> [PROBLEM TO WORK ON]: Once the line with "Task: locate the water" is found, write it out along with every line after it, exactly, up to the last line of the entries below. Exclude pictures.
===== DATA PROVIDED =====
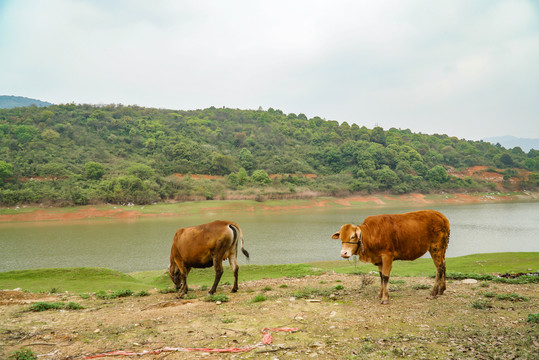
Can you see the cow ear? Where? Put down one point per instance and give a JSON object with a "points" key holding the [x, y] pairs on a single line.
{"points": [[358, 233]]}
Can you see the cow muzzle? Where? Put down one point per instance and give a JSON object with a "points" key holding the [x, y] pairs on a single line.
{"points": [[346, 253]]}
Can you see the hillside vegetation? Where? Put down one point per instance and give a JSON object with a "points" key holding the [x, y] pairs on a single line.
{"points": [[81, 154], [9, 101]]}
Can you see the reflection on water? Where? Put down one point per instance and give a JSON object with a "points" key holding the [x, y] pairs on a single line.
{"points": [[270, 237]]}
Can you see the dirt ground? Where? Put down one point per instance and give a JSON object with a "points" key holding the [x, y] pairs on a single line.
{"points": [[336, 316]]}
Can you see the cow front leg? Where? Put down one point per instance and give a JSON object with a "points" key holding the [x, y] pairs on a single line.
{"points": [[235, 268], [387, 262], [381, 282], [183, 280], [218, 266]]}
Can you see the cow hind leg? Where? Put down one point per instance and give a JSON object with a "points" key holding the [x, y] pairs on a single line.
{"points": [[218, 266], [235, 268], [437, 252], [184, 271], [387, 262]]}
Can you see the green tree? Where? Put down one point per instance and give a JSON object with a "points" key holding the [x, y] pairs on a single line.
{"points": [[94, 170], [6, 171], [506, 159], [243, 178], [386, 177], [260, 177], [141, 171], [437, 175], [246, 159]]}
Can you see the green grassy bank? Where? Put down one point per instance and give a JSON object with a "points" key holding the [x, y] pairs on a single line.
{"points": [[81, 280]]}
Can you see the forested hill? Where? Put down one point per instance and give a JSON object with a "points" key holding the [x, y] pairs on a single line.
{"points": [[9, 101], [79, 154]]}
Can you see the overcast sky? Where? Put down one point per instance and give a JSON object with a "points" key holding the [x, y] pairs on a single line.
{"points": [[464, 68]]}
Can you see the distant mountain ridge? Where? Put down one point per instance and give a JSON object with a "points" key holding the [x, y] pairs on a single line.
{"points": [[10, 101], [510, 142]]}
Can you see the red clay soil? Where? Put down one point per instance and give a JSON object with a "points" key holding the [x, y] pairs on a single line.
{"points": [[61, 214]]}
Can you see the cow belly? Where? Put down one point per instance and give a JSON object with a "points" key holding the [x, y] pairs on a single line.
{"points": [[201, 265]]}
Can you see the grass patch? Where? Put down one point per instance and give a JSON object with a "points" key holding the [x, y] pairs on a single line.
{"points": [[533, 318], [216, 298], [309, 293], [23, 354], [113, 295], [259, 298], [481, 304], [57, 305], [90, 280], [77, 280], [525, 279], [421, 286]]}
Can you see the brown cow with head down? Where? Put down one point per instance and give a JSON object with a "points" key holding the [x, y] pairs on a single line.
{"points": [[203, 246], [384, 238]]}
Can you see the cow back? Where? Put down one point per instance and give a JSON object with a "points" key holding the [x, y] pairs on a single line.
{"points": [[406, 236]]}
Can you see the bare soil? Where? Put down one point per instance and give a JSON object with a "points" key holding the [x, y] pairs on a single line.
{"points": [[337, 316]]}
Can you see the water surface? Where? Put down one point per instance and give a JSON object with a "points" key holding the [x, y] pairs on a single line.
{"points": [[271, 237]]}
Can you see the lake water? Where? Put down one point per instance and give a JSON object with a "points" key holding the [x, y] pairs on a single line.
{"points": [[271, 237]]}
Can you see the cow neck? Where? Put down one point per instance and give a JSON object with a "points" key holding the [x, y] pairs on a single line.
{"points": [[361, 245]]}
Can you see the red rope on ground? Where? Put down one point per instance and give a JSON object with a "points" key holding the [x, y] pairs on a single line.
{"points": [[266, 339]]}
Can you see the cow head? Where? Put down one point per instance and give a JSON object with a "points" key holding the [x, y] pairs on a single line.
{"points": [[350, 236], [174, 274]]}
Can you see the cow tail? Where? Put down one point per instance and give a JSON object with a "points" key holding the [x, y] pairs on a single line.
{"points": [[239, 234]]}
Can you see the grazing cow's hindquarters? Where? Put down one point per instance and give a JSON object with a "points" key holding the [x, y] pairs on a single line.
{"points": [[203, 246], [384, 238]]}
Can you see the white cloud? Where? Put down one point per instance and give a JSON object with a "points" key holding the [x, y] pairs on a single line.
{"points": [[431, 67]]}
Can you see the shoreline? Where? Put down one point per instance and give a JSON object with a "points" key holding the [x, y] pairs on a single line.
{"points": [[35, 214]]}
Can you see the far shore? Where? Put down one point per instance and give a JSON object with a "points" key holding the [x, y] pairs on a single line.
{"points": [[41, 213]]}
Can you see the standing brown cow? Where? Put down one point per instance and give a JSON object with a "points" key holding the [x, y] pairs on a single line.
{"points": [[384, 238], [203, 246]]}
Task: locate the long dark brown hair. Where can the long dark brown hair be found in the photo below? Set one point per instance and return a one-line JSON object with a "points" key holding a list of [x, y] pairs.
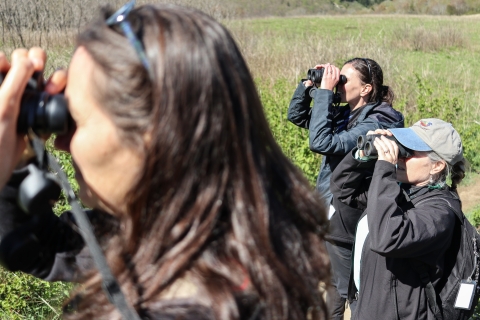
{"points": [[218, 202]]}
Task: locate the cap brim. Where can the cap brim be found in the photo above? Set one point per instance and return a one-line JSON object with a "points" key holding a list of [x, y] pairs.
{"points": [[409, 139]]}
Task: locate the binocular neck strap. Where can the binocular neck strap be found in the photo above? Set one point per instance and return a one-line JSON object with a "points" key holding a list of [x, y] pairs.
{"points": [[109, 282]]}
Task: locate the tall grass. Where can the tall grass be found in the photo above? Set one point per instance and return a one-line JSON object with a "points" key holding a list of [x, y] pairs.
{"points": [[430, 62]]}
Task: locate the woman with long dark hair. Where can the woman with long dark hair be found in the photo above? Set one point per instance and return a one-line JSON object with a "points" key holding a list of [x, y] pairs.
{"points": [[200, 214], [333, 132]]}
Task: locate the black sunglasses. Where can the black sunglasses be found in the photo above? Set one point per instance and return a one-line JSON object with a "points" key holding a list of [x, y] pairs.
{"points": [[120, 18]]}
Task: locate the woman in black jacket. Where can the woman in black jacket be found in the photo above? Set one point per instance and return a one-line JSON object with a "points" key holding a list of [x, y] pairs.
{"points": [[333, 133], [405, 216], [205, 217]]}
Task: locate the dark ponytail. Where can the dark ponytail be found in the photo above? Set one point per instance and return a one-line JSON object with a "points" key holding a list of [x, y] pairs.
{"points": [[370, 72]]}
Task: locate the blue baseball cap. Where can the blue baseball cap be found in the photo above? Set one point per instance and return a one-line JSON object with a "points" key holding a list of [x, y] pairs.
{"points": [[432, 135]]}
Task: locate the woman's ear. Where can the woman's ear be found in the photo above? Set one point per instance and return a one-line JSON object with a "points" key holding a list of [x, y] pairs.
{"points": [[437, 167], [366, 90]]}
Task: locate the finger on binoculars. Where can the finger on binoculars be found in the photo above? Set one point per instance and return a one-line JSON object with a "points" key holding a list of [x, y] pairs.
{"points": [[38, 57], [4, 64], [57, 82]]}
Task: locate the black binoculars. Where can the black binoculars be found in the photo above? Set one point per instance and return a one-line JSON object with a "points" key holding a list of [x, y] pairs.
{"points": [[316, 75], [40, 111], [365, 143]]}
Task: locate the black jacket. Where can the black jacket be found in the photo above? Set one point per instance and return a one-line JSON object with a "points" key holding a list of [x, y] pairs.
{"points": [[402, 228], [58, 253], [331, 132]]}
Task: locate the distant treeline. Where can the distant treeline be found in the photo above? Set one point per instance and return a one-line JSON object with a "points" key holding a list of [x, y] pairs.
{"points": [[46, 22]]}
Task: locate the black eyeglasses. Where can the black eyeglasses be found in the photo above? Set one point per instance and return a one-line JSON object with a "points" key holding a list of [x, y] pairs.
{"points": [[120, 18], [368, 65]]}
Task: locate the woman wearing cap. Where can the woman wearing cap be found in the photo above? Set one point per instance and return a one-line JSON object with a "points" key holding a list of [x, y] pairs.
{"points": [[208, 219], [404, 217]]}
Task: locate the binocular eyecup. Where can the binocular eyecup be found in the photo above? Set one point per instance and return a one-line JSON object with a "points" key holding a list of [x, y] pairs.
{"points": [[316, 75], [365, 143]]}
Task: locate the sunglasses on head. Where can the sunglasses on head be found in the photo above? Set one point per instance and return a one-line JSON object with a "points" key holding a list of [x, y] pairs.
{"points": [[120, 18]]}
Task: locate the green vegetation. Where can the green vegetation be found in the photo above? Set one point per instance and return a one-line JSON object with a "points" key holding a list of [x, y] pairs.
{"points": [[431, 63]]}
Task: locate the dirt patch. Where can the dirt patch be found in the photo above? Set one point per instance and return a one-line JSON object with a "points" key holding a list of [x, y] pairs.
{"points": [[470, 194]]}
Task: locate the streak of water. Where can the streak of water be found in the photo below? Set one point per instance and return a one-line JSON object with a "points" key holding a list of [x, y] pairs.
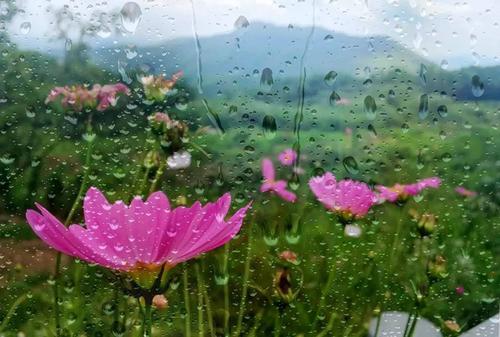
{"points": [[198, 49]]}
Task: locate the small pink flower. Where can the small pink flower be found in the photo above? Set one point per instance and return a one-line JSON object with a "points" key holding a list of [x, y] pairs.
{"points": [[347, 197], [287, 157], [143, 236], [106, 94], [270, 183], [402, 192], [465, 192], [288, 256]]}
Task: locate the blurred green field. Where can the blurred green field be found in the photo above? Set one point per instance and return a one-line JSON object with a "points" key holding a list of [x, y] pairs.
{"points": [[42, 156]]}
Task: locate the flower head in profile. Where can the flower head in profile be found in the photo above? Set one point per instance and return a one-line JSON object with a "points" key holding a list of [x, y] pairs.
{"points": [[157, 87], [465, 192], [107, 94], [348, 198], [272, 185], [400, 192], [140, 237], [287, 157], [79, 97]]}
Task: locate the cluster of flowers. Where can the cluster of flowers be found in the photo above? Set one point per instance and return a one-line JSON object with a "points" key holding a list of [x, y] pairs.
{"points": [[79, 97], [348, 198]]}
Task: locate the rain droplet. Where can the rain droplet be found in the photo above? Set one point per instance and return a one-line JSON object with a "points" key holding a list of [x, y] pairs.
{"points": [[68, 44], [370, 107], [423, 106], [334, 98], [352, 231], [25, 27], [477, 86], [330, 78], [241, 22], [269, 126], [443, 111], [350, 165], [423, 74], [130, 16], [266, 79]]}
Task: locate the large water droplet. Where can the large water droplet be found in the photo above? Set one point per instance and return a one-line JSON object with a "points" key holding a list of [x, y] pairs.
{"points": [[334, 98], [442, 111], [423, 106], [130, 16], [266, 79], [25, 27], [423, 74], [477, 86], [241, 22], [330, 78], [370, 107], [269, 126]]}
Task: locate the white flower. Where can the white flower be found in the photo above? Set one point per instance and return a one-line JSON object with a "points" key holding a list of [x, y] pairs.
{"points": [[179, 160]]}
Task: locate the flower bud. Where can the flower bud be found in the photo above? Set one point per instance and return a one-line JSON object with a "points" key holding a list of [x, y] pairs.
{"points": [[152, 159], [452, 326], [160, 302], [436, 268], [427, 224], [288, 256], [283, 285]]}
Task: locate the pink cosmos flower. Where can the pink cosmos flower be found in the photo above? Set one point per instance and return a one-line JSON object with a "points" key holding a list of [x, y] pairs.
{"points": [[401, 192], [347, 197], [142, 236], [465, 192], [78, 97], [270, 183], [287, 157], [106, 94]]}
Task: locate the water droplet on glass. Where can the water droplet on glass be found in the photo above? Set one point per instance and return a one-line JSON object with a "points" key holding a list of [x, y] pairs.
{"points": [[266, 79], [330, 78], [104, 31], [477, 86], [350, 165], [423, 106], [442, 111], [25, 27], [423, 74], [68, 44], [370, 107], [241, 22], [269, 126], [130, 16], [352, 231], [334, 98]]}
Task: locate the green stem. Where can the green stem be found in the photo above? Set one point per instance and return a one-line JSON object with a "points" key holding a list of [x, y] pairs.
{"points": [[244, 290], [329, 326], [208, 305], [66, 223], [410, 316], [377, 327], [200, 286], [159, 173], [227, 312], [277, 324], [324, 293], [11, 311], [186, 303], [147, 323], [413, 325]]}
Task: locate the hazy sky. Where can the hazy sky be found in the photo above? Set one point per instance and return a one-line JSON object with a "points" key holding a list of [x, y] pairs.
{"points": [[457, 32]]}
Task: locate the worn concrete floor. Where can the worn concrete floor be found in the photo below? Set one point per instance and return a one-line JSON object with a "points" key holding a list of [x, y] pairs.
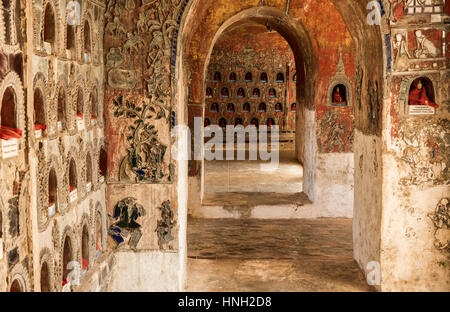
{"points": [[272, 255], [246, 254]]}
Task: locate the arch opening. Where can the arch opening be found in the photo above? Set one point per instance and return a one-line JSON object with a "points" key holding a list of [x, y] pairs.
=====
> [EXERCISE SOLUTION]:
Task: locate the water droplet on glass. Where can the water droplet on glass be found in the photo above? Set one point per instance and return a one-line JSON object with a "points" key holding a list of [x, y] pairs.
{"points": [[266, 79], [330, 78], [104, 31], [477, 86], [350, 165], [423, 106], [442, 111], [25, 27], [423, 74], [68, 44], [370, 107], [241, 22], [269, 126], [130, 16], [352, 231], [334, 98]]}
Task: locate the green stem. Where can the green stem be found in the photo above? Set one point per instance and return a one-line JSON object with a "points" key holding a list of [x, y] pairs.
{"points": [[244, 290], [329, 326], [208, 305], [66, 223], [410, 316], [377, 327], [200, 286], [159, 173], [227, 312], [277, 324], [324, 293], [11, 311], [186, 303], [147, 323], [413, 325]]}
Task: locate the hazy sky. Where can the hazy sky be found in the photo above? Set one point per instance and return a one-line JSON object with a "points" key holding a list of [x, y] pairs.
{"points": [[457, 32]]}
Task: locate the worn concrete floor. Where can the worn concrete floor be found in the photo below? Set one point per instance and return a one-line JSON object with a "points" key holding a list of [x, y] pairs.
{"points": [[272, 255], [246, 254]]}
Task: locate the arch opening. Where can the arch opening be found in the photo above? Set one point per instance and return a one-line JSON object with a "points" key holding a list of [x, y] pairs.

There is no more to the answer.